* Supplied material *

:::::

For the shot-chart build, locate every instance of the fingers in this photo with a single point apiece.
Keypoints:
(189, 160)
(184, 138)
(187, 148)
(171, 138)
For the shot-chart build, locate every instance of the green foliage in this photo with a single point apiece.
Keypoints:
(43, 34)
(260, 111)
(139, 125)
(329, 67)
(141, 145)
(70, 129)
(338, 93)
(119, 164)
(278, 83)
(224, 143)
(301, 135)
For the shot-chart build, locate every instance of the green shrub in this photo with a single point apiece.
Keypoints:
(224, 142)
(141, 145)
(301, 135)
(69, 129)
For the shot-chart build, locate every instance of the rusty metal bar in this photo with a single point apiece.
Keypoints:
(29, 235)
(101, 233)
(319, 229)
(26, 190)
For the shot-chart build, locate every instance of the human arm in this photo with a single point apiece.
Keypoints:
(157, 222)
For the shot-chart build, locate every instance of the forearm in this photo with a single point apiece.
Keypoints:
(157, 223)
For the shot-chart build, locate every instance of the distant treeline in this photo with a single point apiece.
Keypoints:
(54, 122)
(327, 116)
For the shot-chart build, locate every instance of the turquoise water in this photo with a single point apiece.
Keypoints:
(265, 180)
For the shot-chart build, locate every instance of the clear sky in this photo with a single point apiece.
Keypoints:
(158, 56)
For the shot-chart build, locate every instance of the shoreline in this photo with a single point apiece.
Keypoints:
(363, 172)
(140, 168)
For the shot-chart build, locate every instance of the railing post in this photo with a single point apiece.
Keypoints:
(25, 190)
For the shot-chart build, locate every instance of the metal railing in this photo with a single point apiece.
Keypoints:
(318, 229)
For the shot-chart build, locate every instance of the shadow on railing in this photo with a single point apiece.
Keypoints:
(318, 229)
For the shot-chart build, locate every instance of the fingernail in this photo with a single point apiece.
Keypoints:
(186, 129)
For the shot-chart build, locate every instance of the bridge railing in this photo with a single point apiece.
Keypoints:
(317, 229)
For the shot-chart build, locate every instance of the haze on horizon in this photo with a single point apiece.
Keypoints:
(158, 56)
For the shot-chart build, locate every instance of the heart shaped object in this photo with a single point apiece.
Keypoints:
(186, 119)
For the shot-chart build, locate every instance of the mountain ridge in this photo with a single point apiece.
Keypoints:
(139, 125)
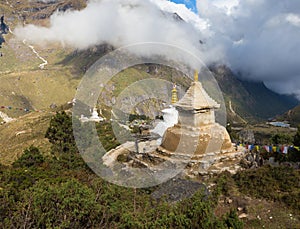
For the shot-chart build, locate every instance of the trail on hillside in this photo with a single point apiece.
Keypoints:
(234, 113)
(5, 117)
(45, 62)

:::::

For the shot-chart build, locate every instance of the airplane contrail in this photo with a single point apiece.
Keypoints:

:::::

* Work to be completed *
Where the data above reaches the line holding "For the shot-chart build, locate every instance of the fingers", begin printing, and stop after the line holding "the green foliage". Each line must be reproduced exactly, with nothing else added.

* Finished exercise *
For the shot-chart build, locate every instance of the fingers in this photo with a single point apiece.
Keypoints:
(189, 160)
(184, 138)
(187, 148)
(171, 138)
For the shot-chart build, locate every instance of the green foliage in this photo with a single point apiece.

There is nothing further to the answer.